Problem description
For the entries below, repeat exactly each line starting with the one that contains "Where can you find the tall" and going on through the one that contains "point(200, 351)", and no others.

Records shown
-*-
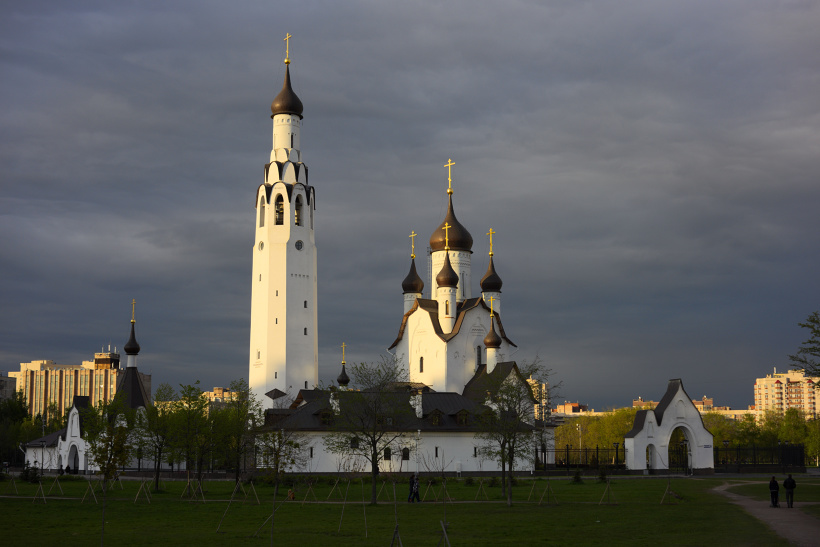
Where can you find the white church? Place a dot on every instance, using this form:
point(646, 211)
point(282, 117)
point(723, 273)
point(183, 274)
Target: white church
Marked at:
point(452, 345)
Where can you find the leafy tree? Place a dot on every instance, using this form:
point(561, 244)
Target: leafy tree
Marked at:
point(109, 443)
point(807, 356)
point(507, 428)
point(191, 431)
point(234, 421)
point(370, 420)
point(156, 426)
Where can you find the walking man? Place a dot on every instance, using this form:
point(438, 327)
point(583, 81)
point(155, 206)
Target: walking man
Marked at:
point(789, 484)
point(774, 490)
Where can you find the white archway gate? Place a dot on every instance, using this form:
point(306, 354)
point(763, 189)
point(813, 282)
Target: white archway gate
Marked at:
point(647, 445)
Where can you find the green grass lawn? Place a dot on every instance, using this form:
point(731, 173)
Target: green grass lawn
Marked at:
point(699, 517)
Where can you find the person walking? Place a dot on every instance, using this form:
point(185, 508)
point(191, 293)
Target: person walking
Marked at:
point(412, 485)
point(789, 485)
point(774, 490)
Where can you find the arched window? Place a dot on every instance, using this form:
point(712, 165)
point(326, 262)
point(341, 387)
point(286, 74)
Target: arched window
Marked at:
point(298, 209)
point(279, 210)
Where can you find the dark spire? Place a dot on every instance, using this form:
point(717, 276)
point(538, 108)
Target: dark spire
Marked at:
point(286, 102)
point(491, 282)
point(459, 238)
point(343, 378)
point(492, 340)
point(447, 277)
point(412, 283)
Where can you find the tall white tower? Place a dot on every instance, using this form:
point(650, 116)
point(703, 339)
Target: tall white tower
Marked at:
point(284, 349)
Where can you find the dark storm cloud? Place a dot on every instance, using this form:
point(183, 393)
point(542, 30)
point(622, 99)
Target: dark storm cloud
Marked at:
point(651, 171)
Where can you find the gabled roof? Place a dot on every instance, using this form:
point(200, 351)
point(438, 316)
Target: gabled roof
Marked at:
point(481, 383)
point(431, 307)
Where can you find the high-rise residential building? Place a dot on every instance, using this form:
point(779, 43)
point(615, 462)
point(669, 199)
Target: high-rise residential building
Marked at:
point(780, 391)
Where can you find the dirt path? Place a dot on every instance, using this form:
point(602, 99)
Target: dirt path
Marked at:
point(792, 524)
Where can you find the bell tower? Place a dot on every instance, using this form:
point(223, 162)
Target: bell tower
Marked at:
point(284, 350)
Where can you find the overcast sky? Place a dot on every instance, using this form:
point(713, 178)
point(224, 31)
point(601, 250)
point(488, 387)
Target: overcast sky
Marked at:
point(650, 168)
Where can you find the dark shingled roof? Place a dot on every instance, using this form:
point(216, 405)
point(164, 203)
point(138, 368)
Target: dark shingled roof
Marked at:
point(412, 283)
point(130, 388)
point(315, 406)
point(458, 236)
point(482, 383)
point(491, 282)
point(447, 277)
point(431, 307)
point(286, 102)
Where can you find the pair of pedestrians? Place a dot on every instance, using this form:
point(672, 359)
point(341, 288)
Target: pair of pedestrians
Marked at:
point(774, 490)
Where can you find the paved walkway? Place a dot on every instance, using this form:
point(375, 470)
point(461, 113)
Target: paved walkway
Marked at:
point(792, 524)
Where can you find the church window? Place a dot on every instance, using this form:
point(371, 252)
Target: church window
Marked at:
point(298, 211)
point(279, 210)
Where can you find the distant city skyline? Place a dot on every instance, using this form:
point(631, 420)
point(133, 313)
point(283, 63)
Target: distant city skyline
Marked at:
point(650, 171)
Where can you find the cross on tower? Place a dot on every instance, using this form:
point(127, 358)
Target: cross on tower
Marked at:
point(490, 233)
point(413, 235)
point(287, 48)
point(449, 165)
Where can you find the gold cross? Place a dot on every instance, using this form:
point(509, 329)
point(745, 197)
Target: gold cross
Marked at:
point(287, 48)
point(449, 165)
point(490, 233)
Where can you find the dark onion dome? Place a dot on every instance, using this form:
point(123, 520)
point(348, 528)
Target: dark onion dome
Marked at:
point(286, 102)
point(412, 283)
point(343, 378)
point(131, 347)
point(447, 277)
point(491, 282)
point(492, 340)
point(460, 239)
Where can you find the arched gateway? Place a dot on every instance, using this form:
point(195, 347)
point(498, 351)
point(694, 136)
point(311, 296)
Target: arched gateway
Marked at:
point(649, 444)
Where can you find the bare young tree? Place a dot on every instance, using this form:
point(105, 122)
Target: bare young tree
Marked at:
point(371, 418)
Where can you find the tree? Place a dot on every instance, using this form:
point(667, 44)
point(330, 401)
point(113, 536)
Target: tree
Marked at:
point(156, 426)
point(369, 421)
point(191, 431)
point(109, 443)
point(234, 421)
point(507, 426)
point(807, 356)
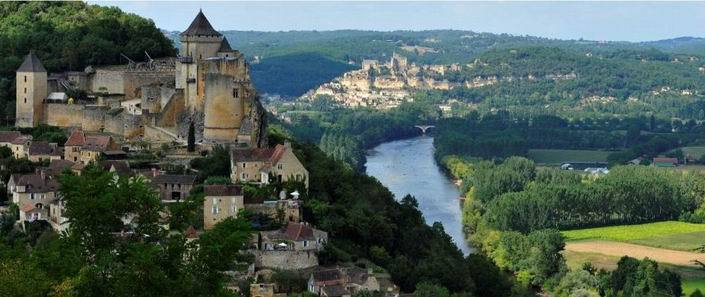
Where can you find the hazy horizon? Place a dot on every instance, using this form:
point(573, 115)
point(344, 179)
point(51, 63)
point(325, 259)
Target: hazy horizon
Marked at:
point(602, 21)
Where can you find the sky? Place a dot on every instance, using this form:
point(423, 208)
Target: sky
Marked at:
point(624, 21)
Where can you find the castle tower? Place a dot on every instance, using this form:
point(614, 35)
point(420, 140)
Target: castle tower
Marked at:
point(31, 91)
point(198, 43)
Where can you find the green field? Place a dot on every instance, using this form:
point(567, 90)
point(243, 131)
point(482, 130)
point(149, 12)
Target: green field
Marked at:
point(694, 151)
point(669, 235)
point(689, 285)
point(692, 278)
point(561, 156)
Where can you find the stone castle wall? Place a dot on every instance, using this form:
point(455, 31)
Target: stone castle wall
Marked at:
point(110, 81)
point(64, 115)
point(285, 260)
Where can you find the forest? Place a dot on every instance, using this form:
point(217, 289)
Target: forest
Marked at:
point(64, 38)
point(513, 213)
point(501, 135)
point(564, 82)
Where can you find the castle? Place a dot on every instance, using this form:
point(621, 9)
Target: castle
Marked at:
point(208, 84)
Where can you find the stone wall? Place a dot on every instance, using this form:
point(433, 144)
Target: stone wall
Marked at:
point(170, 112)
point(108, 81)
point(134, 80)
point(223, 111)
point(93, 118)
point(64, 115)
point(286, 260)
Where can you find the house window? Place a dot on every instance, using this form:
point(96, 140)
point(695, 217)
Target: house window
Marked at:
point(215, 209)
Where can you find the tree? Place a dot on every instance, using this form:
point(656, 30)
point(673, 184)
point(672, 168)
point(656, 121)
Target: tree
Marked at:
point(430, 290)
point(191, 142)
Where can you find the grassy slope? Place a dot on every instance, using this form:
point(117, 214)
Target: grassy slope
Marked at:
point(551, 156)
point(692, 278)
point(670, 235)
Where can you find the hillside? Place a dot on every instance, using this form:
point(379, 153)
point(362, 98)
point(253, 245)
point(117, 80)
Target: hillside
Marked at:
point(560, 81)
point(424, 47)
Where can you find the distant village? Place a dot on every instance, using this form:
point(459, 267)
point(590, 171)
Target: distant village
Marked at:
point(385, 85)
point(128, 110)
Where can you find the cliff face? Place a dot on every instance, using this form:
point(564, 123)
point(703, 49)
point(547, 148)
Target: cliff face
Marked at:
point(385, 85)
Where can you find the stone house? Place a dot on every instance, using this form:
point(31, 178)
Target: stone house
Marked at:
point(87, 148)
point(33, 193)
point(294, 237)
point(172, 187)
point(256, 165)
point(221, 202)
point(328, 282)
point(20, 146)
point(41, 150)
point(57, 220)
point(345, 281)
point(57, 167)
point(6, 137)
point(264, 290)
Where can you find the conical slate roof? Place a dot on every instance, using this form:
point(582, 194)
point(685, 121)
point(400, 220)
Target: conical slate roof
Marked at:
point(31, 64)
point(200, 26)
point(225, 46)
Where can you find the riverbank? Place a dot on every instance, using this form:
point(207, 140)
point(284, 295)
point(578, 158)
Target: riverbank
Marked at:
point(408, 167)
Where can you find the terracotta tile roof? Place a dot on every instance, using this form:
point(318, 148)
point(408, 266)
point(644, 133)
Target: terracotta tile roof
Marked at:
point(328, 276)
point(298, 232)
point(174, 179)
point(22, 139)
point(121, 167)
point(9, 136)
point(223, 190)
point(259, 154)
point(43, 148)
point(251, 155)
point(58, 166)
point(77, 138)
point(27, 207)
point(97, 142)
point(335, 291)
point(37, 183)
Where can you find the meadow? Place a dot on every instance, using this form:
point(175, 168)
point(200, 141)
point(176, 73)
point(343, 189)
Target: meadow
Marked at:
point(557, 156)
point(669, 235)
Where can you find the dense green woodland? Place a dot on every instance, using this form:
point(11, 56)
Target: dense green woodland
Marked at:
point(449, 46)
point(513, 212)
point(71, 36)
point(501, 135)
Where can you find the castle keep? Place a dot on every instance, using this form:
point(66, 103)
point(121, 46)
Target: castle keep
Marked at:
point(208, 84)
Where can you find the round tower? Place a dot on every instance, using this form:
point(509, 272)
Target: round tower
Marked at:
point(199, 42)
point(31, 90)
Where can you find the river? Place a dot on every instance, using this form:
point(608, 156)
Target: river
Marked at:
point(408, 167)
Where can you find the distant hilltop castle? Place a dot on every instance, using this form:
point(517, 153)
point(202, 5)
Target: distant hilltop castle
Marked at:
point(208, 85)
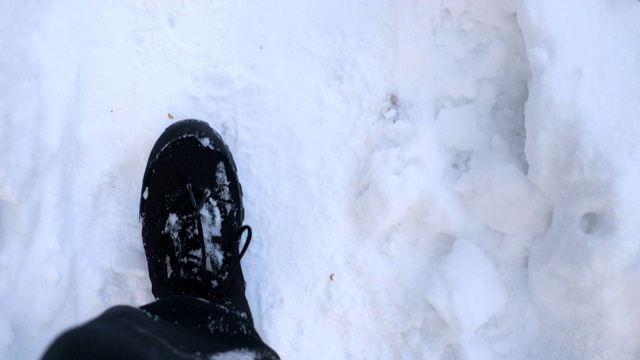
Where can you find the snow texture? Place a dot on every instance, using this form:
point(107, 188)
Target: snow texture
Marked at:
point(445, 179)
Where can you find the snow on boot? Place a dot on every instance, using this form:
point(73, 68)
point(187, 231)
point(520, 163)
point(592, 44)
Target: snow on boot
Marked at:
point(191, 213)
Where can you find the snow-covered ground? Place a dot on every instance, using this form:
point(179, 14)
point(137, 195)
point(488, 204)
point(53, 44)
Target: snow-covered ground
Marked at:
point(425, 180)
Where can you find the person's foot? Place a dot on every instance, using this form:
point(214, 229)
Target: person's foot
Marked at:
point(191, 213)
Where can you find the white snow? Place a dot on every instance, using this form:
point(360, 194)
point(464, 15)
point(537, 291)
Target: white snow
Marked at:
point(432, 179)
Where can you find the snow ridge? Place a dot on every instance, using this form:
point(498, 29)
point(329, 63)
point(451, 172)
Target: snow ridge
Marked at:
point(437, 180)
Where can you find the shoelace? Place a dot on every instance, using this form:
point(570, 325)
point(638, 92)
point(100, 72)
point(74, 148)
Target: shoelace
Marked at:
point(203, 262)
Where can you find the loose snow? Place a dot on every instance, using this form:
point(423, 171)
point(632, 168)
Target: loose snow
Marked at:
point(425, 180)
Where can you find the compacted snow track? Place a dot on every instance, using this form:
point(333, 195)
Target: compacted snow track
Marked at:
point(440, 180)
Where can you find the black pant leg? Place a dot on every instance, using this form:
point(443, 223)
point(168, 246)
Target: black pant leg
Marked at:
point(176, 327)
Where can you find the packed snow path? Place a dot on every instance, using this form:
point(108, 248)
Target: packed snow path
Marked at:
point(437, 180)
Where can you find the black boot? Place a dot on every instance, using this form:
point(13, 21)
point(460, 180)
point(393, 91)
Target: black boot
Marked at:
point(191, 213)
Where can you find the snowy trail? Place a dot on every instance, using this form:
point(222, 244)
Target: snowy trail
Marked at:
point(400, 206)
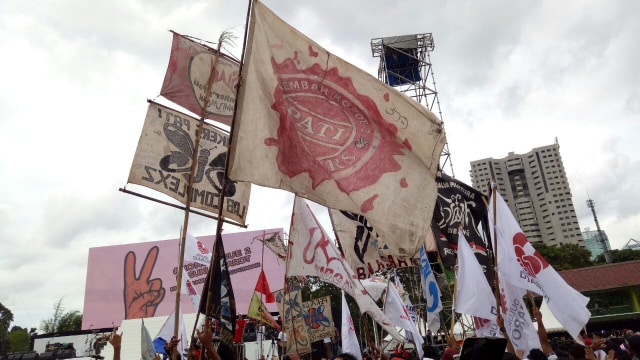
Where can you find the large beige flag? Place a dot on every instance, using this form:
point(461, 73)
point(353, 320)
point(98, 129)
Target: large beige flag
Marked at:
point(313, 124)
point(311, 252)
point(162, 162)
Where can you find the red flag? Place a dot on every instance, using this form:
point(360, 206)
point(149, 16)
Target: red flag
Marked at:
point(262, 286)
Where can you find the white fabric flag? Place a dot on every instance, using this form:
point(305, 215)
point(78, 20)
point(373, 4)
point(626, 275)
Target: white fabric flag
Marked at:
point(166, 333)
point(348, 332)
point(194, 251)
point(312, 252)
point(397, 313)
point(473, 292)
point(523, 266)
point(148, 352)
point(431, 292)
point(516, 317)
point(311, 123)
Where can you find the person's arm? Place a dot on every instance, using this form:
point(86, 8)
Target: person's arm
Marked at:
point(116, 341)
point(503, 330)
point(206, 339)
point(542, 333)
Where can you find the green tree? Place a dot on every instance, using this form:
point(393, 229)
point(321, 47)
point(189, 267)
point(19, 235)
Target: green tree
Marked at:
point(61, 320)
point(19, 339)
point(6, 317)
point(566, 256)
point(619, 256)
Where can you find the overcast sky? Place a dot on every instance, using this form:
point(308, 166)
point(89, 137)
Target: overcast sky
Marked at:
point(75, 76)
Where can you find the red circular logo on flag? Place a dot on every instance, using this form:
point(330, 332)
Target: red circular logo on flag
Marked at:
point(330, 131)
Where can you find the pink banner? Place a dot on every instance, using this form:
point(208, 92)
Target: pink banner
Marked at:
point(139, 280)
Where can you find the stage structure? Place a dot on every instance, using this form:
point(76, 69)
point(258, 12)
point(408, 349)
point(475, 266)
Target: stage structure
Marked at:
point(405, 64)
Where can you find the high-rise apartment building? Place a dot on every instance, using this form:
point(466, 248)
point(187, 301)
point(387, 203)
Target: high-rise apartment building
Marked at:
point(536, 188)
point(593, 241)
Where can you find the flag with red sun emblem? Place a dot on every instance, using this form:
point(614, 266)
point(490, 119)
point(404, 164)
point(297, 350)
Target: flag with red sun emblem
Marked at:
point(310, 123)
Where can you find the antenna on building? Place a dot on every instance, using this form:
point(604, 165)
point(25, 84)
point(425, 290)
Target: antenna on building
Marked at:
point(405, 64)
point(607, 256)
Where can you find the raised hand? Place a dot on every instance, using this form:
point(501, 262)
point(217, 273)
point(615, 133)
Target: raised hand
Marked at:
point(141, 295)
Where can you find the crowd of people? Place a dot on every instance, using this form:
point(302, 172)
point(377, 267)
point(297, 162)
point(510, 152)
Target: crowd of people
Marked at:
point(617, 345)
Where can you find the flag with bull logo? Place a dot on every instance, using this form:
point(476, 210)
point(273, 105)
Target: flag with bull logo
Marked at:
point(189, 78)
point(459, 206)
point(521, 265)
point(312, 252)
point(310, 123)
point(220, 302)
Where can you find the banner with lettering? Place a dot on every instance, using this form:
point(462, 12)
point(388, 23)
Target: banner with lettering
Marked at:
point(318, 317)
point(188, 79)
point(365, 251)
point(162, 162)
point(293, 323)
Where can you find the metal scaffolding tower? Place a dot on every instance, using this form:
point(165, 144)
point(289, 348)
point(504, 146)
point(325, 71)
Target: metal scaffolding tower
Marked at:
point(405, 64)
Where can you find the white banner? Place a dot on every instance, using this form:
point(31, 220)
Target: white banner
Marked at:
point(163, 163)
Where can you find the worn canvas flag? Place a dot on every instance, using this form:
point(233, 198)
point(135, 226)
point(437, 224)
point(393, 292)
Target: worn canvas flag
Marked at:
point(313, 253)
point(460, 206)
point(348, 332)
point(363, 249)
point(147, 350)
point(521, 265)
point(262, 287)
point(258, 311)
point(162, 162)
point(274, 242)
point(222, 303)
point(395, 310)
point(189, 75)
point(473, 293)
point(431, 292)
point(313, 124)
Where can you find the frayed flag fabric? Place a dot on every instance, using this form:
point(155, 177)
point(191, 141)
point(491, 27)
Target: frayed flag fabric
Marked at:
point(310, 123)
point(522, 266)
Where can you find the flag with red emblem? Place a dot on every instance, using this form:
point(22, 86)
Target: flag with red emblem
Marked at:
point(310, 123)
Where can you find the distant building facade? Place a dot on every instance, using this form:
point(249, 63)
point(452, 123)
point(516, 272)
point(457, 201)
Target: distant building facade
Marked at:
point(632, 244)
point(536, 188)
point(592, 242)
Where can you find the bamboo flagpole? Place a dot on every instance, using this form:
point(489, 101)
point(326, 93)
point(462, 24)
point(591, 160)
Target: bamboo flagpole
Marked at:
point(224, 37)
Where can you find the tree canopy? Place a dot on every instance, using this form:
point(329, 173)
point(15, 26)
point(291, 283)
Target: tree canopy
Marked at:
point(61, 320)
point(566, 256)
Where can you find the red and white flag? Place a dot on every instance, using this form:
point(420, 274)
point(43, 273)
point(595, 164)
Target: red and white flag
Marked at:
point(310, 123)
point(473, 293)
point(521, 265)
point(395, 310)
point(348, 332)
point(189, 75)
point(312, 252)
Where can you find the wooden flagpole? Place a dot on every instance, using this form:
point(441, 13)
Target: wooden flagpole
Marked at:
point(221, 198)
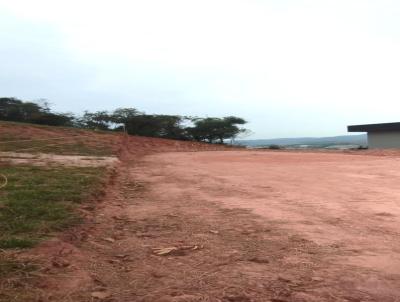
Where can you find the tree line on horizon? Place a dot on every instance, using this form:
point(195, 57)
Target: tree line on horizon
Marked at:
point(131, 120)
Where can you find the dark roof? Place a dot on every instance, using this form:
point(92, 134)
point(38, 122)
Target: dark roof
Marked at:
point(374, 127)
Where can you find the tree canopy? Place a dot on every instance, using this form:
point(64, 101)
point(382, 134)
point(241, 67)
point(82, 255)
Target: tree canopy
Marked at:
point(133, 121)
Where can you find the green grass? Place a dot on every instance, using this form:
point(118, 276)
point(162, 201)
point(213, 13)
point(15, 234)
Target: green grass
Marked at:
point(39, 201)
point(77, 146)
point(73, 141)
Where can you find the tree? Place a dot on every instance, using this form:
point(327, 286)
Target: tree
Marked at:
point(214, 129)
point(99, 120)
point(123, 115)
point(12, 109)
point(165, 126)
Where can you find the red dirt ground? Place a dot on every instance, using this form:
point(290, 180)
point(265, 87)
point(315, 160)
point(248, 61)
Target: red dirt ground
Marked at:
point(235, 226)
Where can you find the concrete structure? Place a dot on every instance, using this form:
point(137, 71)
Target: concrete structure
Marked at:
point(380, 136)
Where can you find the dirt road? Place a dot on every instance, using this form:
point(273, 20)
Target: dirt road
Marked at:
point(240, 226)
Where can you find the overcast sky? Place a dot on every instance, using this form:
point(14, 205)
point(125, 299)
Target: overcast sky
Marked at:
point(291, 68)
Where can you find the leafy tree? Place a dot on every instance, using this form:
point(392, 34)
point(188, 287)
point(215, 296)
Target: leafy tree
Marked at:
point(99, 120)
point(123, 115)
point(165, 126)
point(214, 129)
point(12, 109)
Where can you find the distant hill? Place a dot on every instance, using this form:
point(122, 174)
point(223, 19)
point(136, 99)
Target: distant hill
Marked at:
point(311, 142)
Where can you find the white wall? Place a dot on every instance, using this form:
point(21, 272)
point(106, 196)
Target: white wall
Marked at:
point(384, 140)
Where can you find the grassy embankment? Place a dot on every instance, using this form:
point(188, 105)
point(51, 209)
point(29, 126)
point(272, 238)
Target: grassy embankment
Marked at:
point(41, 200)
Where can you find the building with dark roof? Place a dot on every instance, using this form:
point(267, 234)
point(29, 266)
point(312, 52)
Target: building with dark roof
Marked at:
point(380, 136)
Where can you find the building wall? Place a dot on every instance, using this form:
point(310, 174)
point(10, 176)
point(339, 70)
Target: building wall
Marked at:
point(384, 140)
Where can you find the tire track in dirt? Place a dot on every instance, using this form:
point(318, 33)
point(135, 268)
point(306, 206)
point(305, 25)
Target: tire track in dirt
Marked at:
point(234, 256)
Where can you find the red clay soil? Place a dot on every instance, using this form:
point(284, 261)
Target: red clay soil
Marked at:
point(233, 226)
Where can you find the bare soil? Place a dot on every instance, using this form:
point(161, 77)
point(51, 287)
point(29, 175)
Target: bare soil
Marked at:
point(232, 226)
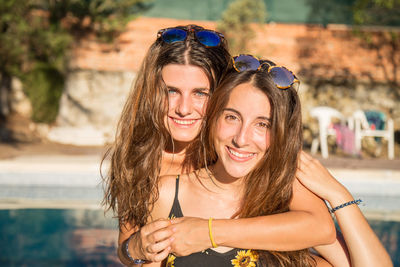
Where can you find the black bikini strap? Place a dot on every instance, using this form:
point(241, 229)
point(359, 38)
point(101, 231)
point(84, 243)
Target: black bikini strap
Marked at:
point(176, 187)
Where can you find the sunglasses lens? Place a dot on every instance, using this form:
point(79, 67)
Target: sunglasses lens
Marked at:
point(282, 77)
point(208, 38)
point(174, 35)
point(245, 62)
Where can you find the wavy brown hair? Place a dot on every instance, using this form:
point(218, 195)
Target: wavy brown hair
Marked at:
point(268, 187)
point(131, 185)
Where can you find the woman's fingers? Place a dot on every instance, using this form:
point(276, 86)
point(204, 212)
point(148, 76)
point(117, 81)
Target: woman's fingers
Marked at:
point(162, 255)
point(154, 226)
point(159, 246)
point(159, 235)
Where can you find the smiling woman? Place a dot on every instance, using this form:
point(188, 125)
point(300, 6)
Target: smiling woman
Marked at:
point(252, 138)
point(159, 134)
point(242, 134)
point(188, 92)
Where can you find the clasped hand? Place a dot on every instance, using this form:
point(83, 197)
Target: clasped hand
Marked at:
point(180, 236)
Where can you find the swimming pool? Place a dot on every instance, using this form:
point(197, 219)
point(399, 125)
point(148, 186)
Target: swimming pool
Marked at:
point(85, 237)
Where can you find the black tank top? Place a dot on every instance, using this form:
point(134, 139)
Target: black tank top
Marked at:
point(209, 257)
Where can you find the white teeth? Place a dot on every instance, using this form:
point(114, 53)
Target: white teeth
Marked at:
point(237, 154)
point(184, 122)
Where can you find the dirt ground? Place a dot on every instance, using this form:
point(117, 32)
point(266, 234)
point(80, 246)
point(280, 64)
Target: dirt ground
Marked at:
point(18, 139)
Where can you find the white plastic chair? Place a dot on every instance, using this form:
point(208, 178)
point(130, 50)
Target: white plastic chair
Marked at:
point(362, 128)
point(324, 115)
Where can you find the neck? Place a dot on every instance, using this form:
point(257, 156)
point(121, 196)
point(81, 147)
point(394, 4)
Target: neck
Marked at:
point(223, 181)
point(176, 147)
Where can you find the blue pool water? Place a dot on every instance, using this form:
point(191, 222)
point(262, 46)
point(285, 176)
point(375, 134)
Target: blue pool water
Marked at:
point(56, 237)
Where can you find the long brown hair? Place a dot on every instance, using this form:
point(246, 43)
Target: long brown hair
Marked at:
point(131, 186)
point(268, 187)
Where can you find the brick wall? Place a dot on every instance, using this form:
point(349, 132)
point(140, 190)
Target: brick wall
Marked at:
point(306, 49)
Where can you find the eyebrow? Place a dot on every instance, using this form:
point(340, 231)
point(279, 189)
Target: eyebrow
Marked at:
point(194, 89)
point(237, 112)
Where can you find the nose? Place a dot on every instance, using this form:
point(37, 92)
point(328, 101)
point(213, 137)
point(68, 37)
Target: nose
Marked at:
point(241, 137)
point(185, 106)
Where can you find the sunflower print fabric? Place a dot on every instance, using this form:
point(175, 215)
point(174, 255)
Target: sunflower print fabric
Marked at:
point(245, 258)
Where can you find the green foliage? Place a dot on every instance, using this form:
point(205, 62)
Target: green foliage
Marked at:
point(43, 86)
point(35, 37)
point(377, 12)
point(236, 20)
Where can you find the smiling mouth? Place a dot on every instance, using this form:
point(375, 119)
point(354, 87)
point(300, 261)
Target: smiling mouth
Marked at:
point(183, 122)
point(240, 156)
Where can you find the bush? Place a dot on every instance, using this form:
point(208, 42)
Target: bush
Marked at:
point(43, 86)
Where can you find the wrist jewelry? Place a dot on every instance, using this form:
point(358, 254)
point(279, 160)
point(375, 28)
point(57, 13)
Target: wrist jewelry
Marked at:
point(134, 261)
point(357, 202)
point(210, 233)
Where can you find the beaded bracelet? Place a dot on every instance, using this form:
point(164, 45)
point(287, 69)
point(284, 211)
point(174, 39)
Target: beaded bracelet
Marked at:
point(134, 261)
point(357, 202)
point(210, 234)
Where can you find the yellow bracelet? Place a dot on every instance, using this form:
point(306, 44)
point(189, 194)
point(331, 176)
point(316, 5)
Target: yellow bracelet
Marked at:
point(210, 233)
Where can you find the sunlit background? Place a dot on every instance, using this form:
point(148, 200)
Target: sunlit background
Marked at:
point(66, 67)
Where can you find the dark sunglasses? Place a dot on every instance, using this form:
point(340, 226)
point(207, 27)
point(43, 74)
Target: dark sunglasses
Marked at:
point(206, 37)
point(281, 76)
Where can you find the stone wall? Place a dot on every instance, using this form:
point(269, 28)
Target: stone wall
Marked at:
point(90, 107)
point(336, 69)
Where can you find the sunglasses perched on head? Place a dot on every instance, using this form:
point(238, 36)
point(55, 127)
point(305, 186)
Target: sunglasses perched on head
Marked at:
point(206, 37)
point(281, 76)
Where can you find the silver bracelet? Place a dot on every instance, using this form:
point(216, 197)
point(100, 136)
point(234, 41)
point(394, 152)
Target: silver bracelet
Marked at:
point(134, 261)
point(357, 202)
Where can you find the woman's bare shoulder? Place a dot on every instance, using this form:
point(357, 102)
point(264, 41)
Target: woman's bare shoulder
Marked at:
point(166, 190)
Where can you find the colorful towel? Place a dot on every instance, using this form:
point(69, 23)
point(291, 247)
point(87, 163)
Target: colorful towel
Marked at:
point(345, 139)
-*-
Answer box
Where can you find the tall white tower? Place a dot on every instance, using this form:
point(650, 116)
point(703, 339)
Target: tall white tower
Marked at:
point(284, 349)
Where can you find the dark storm cloud? Place a dot on every instance, using this form:
point(183, 393)
point(542, 30)
point(622, 99)
Target: dark storm cloud
Marked at:
point(651, 171)
Where can you find the gabled roof? Place a dot on every instance, using this form:
point(200, 351)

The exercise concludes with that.